CONSIGNE A >> Modifie le texte sur la ratification par le sénat à partir de « Nous avons déjà » jusqu'à « à la discussion. » et remets ce passage en remplaçant « délibération préalable » par « discussion préparatoire ».
CONSIGNE B >> Indique si chacune des affirmations suivantes s'accorde avec le texte sur la ratification par le sénat, en répondant oui ou non et en citant les mots décisifs du texte. (i) La loi Publilia a été adoptée en 415. (ii) Les plébéiens prenaient part au vote de ratification. (iii) La ratification du sénat patricien a disparu avant le Principat.
CONSIGNE C >> Poursuis le texte sur la ratification par le sénat à partir de sa dernière phrase.
**** TEXTE FOURNI ****
La ratification suit la résolution du peuple : la terminologie le reconnaît dans le nom de l’auctoritas elle-même comme dans les termes ferre et referre, et c’est partout indiqué, dans les relations que nous possédons, comme une vieille coutume. Les deux actes se sont souvent succédé immédiatement ; mais ce n’est pas forcé ; la dernière tentative de conciliation se place même, en matière de déclaration de guerre, entre le vote et sa ratification. L’ordre indiqué n’est non plus nécessaire ni théoriquement, ni pratiquement. L’opposition à la proposition peut être formulée dès qu’elle est déposée, celle contre l’élection dès la candidature, et elles peuvent empêcher le vote projeté au lieu d’atteindre le vote accompli. Cette procédure, qui permet d’éviter les conflits entre le peuple et le sénat, a d’abord été suivie dans des cas particuliers[15] ; puis elle a été prescrite une fois pour toutes, en 415, relativement aux rogations soumises aux centuries, par la loi Publilia[16] et, vers le milieu du Ve siècle, pour les élections elles-mêmes, par la loi Mænia[17]. Des prescriptions analogues doivent avoir été édictées pour les résolutions du peuple qui ne rentraient pas sous l’empire de ces deux lois et qui avaient besoin de ratification. Avec cette modification, la ratification du sénat patricien s’est maintenue jusqu’au temps du Principat, c’est-à-dire aussi longtemps que les résolutions populaires elles-mêmes[18]. Mais la ratification anticipée n’a absolument aucune importance pratique et la ratification postérieure n’en a elle-même qu’une très faible à l’époque historique. Non pas que l’anticipation ait dénaturé ce droit : ce n’est aucunement le cas, mais parce que ce droit, limité à la portion patricienne du sénat, était bien propre à protéger les droits réservés des patriciens, mais perdit son importance, dès qu’il n’y en eut plus effectivement de pareils et que le patriciat eut été remplacé par la noblesse patricio-plébéienne[19]. La défense de la constitution, en particulier sur le terrain religieux, demeura une puissante arme défensive pour l’aristocratie dominante d’alors ; mais ceux qui eurent à la manier furent, spécialement depuis la loi Ogulnia de 454, les grands collèges sacerdotaux désormais patricio-plébéiens, et il n’a, autant que nous sachions, jamais été fait depuis lors un usage effectif de la patrum auctoritas.

 

Nous avons déjà remarqué que l’habitude du sénat de délibérer à l’avance sur les lois se lie à son droit de-les ratifier et qu’elle en est issue dans une certaine mesure. Nous devons exposer ici ce qui peut être observé sur cette activité, peu formulée, mais importante, du sénat. Il n’y a pas besoin de répéter que, tandis que, pour la ratification, les membres patriciens sont toujours seuls entrés en ligne de compte, dans la délibération préalable, les plébéiens participent au vote et, s’ils possèdent le droit de parole, peuvent participer à la discussion.
**** DONNÉES RECUEILLIES ****
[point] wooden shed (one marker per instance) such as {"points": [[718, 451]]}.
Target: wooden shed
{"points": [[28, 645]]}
****
RÉSULTAT A >>
Nous avons déjà remarqué que l’habitude du sénat de délibérer à l’avance sur les lois se lie à son droit de-les ratifier et qu’elle en est issue dans une certaine mesure. Nous devons exposer ici ce qui peut être observé sur cette activité, peu formulée, mais importante, du sénat. Il n’y a pas besoin de répéter que, tandis que, pour la ratification, les membres patriciens sont toujours seuls entrés en ligne de compte, dans la discussion préparatoire, les plébéiens participent au vote et, s’ils possèdent le droit de parole, peuvent participer à la discussion.

RÉSULTAT B >>
(i) Oui : « en 415, relativement aux rogations soumises aux centuries, par la loi Publilia ».
(ii) Non : « pour la ratification, les membres patriciens sont toujours seuls entrés en ligne de compte ».
(iii) Non : « la ratification du sénat patricien s’est maintenue jusqu’au temps du Principat ».

RÉSULTAT C >>
Parmi les trois catégories de résolutions du peuple, les lois, les jugements et les élections de magistrats, les élections n’ont jamais fait l’objet d’une délibération préalable dans le sénat. Celles des magistrats ordinaires se fondent toujours et celles des magistrats extraordinaires se fondent généralement[20] sur une résolution du peuple différente de l’acte électoral ; en vertu du principe général, le sénat peut bien être interrogé sur les modalités de l’exécution ; mais ce serait aller contre les institutions romaines que de l’interroger sur l’exécution elle-même ; et on a communément agi en conséquence[21]. — Le jugement rendu par le peuple peut être considéré comme un acte extraordinaire, et il y a des témoignages qui attestent que le sénat a été interrogé avant des accusations capitales soumises aux centuries[22] ; cependant il est difficile que l’interrogation préliminaire du sénat se soit étendue à la procédure en prononciation de mulla suivie devant les tribus patricio-plébéiennes, et, même pour les procès capitaux, elle n’était indubitablement pas obligatoire. En présence de la connaissance misérable que nous avons de cette procédure populaire disparue de bonne heure, on ne peut rien dire de plus certain. — La loi, lorsqu’elle est une lex rogata et qu’elle n’a pas purement pour objet de renforcer ce qui existe, est toujours une modification des institutions existantes et c’est à elle, au sens large donné par les Romains à la lex, que se rapporte pour ainsi dire uniquement ce que nous savons de la délibération préalable des résolutions populaires dans le sénat.        

Les résolutions des curies sont exclues de la délibération préalable du sénat. La délibération préalable doit avoir appartenu pour elles, comme la ratification, au sénat patricien dans l’État le plus ancien fondé sur la gentilité. A l’époque où des plébéiens siègent au sénat, elle appartient au collège des pontifes[23], et pour qu’elle ne puisse avoir lieu au sénat, une raison suffit : c’est que le président de ces comices, le grand pontife, n’a pas le droit de réunir le sénat. Restent donc pour la délibération préalable du sénat les lois à soumettre aux centuries ou aux tribus patricio-plébéiennes.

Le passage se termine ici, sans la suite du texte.